(Data for processing begins)
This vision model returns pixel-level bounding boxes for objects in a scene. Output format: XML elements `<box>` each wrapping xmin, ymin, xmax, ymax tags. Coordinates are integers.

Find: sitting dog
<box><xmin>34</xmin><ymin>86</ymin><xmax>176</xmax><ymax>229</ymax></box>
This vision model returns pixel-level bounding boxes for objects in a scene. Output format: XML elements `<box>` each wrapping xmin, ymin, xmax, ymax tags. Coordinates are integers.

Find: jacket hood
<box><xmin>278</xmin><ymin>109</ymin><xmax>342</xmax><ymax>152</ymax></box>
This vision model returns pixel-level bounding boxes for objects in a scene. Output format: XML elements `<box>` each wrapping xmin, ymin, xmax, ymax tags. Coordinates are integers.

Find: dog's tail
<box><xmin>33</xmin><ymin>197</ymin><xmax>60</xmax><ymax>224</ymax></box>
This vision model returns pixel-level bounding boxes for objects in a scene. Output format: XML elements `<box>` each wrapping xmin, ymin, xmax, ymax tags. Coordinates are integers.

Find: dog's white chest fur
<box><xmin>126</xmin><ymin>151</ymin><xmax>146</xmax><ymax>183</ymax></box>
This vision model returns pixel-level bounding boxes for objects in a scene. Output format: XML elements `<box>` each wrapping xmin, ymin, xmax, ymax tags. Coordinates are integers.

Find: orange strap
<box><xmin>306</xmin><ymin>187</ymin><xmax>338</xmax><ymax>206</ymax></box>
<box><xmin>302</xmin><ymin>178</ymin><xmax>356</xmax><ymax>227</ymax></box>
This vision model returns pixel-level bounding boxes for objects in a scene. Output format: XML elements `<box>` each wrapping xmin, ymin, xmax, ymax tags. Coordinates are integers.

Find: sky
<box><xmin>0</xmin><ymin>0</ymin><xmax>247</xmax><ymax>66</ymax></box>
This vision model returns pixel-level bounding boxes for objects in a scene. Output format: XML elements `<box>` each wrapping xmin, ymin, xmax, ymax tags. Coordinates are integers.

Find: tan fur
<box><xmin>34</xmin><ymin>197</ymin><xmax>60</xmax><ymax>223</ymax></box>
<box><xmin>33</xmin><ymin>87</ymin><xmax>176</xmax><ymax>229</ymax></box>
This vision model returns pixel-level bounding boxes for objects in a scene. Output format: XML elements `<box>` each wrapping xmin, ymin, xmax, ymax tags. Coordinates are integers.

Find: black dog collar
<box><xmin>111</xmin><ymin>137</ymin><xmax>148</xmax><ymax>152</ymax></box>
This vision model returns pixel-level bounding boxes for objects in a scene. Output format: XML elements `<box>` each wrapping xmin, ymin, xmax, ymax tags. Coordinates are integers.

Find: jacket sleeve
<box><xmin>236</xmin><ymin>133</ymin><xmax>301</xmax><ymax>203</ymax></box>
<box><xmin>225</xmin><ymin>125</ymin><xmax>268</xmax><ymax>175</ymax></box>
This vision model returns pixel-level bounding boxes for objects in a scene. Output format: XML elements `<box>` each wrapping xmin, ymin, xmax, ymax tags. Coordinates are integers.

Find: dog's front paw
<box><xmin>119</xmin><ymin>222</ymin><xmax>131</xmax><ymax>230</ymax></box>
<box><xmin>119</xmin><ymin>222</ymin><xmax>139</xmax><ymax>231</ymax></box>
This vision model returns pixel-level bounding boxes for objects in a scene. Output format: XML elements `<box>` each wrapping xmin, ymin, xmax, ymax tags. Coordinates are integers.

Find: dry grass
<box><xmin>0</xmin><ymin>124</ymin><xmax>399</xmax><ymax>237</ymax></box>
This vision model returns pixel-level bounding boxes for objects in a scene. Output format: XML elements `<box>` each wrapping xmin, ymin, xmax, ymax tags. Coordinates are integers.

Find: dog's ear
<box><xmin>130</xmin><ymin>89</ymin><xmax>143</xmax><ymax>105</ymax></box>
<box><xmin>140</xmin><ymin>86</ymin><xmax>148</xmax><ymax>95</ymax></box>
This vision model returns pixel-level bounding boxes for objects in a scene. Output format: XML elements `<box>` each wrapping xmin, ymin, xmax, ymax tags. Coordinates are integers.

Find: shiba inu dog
(Data for processing ends)
### Task requirements
Output all of the data again, exactly.

### Response to the task
This vision model returns pixel-level bounding boxes for objects in a scene. Output format: XML elements `<box>` each wrapping xmin, ymin, xmax, ymax tags. Coordinates are integers.

Find: sitting dog
<box><xmin>34</xmin><ymin>86</ymin><xmax>176</xmax><ymax>229</ymax></box>
This vision model returns pixel-level bounding boxes for objects in a scene. Output format: XML elements `<box>` each wrapping xmin, ymin, xmax, ymax tags. Coordinates are integers.

Find: jacket hood
<box><xmin>278</xmin><ymin>109</ymin><xmax>342</xmax><ymax>152</ymax></box>
This vision model returns pixel-level bounding boxes for objects in a scene. Output format: XML elements `<box>` each wrapping xmin, ymin, xmax, ymax tags. Coordinates are integers.

Find: dog's tail
<box><xmin>33</xmin><ymin>197</ymin><xmax>60</xmax><ymax>224</ymax></box>
This vision model returns pixel-level bounding boxes for objects in a scene. Output format: XML elements `<box>` each wrapping xmin, ymin, xmax, ymax tags. Coordinates are integers.

Find: dog's white chest fur
<box><xmin>126</xmin><ymin>151</ymin><xmax>146</xmax><ymax>183</ymax></box>
This vision model returns pixel-level bounding boxes for objects in a scene. Output format: XML elements `<box>` each wrapping xmin, ymin, xmax, ymax tags. Coordinates are integers.

Find: orange strap
<box><xmin>306</xmin><ymin>187</ymin><xmax>338</xmax><ymax>206</ymax></box>
<box><xmin>302</xmin><ymin>178</ymin><xmax>356</xmax><ymax>227</ymax></box>
This vision model returns pixel-level bounding boxes for objects in a scene. Output format: XML elements `<box>` each wrapping xmin, ymin, xmax, ymax tags. Coordinates are integers.

Find: sky
<box><xmin>0</xmin><ymin>0</ymin><xmax>247</xmax><ymax>66</ymax></box>
This vision model returns pixel-level bounding boxes for objects in a scene. Output format: XML elements `<box>` each wrapping xmin, ymin, xmax, ymax tags. Coordinates are integers.

Find: tan fur
<box><xmin>34</xmin><ymin>197</ymin><xmax>60</xmax><ymax>223</ymax></box>
<box><xmin>33</xmin><ymin>87</ymin><xmax>176</xmax><ymax>229</ymax></box>
This vision model returns pixel-level bounding boxes for objects in a scene. Output format: XML elements `<box>` each wrapping xmin, ymin, xmax, ymax tags. Coordinates are integers.

Find: black dog collar
<box><xmin>111</xmin><ymin>137</ymin><xmax>148</xmax><ymax>152</ymax></box>
This vision model returns pixel-level bounding boxes for objects in a scene. Output format: XML elements `<box>` each wrapping xmin, ymin, xmax, ymax tags. Coordinates are integers.

Find: jacket sleeve
<box><xmin>236</xmin><ymin>133</ymin><xmax>301</xmax><ymax>203</ymax></box>
<box><xmin>225</xmin><ymin>125</ymin><xmax>268</xmax><ymax>175</ymax></box>
This vision model returns pixel-level bounding boxes for objects in a scene. Output format: XML elements `<box>` each wrapping xmin, ymin, xmax, ymax tags. Coordinates are integers.

Find: dog's front paw
<box><xmin>119</xmin><ymin>222</ymin><xmax>131</xmax><ymax>230</ymax></box>
<box><xmin>119</xmin><ymin>222</ymin><xmax>139</xmax><ymax>231</ymax></box>
This vision model returns pixel-level bounding boxes for objects in a scene. Output format: XML elements `<box>` each wrapping xmin, ymin, xmax, ymax tags. Coordinates are integers.

Find: dry grass
<box><xmin>0</xmin><ymin>124</ymin><xmax>399</xmax><ymax>237</ymax></box>
This vision model returns pixel-level bounding boxes for objects in a scene. Output format: XML elements `<box>` each wrapping xmin, ymin, xmax, ymax tags. Coordinates are integers.

Find: dog's ear
<box><xmin>130</xmin><ymin>89</ymin><xmax>143</xmax><ymax>105</ymax></box>
<box><xmin>140</xmin><ymin>86</ymin><xmax>148</xmax><ymax>95</ymax></box>
This vision model returns pixel-level bounding boxes for objects in a scene. Output format: XML elements `<box>` each wrapping xmin, ymin, xmax, ymax tags. Coordinates are integers.

Find: shiba inu dog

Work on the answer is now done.